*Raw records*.
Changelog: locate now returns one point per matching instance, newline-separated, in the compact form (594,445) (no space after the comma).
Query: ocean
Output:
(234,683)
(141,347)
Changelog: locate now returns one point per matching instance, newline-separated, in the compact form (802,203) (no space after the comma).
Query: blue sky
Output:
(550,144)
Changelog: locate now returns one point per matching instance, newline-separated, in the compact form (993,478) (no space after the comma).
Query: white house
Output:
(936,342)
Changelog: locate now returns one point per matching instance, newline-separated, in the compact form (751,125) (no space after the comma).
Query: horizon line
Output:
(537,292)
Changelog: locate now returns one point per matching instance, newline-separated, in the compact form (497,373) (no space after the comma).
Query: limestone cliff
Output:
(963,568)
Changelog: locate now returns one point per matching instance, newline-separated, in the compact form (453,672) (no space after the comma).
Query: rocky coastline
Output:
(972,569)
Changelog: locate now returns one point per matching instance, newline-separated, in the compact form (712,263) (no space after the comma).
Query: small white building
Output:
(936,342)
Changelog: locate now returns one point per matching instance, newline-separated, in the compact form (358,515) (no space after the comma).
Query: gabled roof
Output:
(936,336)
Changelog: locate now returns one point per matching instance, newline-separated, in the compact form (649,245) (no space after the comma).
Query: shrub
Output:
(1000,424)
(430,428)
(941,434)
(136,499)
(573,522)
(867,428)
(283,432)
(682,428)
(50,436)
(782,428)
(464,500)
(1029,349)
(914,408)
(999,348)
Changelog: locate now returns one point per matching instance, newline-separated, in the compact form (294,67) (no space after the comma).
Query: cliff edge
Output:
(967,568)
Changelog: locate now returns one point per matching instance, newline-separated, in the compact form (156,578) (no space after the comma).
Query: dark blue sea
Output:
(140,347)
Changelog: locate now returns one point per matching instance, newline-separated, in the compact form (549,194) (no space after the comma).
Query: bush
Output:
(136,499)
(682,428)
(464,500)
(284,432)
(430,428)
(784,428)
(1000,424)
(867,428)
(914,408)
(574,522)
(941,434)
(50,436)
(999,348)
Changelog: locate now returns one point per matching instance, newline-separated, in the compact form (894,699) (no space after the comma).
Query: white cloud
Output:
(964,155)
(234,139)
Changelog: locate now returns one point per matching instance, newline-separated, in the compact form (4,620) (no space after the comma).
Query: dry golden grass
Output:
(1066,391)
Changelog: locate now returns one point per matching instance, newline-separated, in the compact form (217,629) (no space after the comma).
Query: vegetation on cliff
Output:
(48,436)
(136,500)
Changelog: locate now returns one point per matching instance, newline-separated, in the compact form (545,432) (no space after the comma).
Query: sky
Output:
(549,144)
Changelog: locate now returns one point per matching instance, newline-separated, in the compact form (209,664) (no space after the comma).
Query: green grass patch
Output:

*Written exercise*. Copy all of the items above line for line, without changing anything.

*Solution to this problem*.
Changelog: locate now returns one point per matching instance, newline-separated, in the compact form (594,445) (no space after the comma).
Query: ocean
Output:
(234,683)
(141,347)
Changelog: locate now returns one point per matching instance, newline-separated, in the compact form (802,203) (no space after the comma).
Query: blue sky
Output:
(550,144)
Changelog: locate now returns one point per matching instance, newline-separated, in the compact form (993,478) (no space after the comma).
Query: white house
Output:
(936,342)
Changelog: locate now returns one point per matching instance, newline-separated, in the compact form (751,125) (no space after the comma).
Query: horizon line
Output:
(537,292)
Changelog: locate now returns one point per matching instance, newline-separated, in the compact form (497,373) (no space after the comma).
Query: limestone cliff
Output:
(963,568)
Changelog: locate now returns one point per matching instance, newline-separated, in the compact form (453,672) (no space after the comma).
Query: rocky coastline
Output:
(972,569)
Changelog: locate now returns one point per matching instance, newline-separated, in the compact form (712,263) (no space after the comma).
Query: small white building
Output:
(936,342)
Changelog: locate now returns one point per matching instance, newline-separated, in the compact form (358,515) (no space after the comma).
Query: gabled roof
Output:
(936,336)
Changelog: locate now returns one point per matching instance, newline-separated, in the compact form (649,245) (no space after the comma).
Query: shrub
Output:
(1000,424)
(430,428)
(941,434)
(136,499)
(573,522)
(867,428)
(283,432)
(682,428)
(50,436)
(782,428)
(464,500)
(1029,349)
(914,408)
(999,348)
Changelog: locate now returns one point per matching instance, newline-separated, in the compact form (294,67) (no space after the comma).
Query: cliff edge
Output:
(967,568)
Changelog: locate now returns one point per matching instance, newline-separated, in the compact form (156,578) (no space after the comma).
Query: dark blue sea
Output:
(140,347)
Changelog: locate now returns one point per matching instance, newline-separated, in the compact form (549,194) (no space after the comma).
Query: bush
Output:
(136,499)
(682,428)
(464,500)
(284,432)
(430,428)
(784,428)
(1000,424)
(867,428)
(914,408)
(574,522)
(941,434)
(50,436)
(999,348)
Changelog: locate now returns one point per matching instance, newline-separated, in the compact form (894,699) (no space after the comma).
Query: white cloud
Output:
(964,155)
(234,139)
Changelog: locate now returns one point per matching instance, newline-separated, in the compact form (4,620) (no space after the comma).
Query: dry golden grass
Output:
(1066,391)
Changelog: locate now returns one point per matching instance, newline-separated, in the compact form (217,629) (no space after the comma).
Query: vegetation on cliff
Output:
(48,436)
(136,500)
Changelog: locate now returns one point per matching instance, newline-separated, in the compact form (545,432) (no space after the comma).
Query: sky
Output:
(549,144)
Changelog: locate now returns one point per matching instance, newline-separated, in the compact form (209,664) (no space after the comma).
Query: green grass patch
Output:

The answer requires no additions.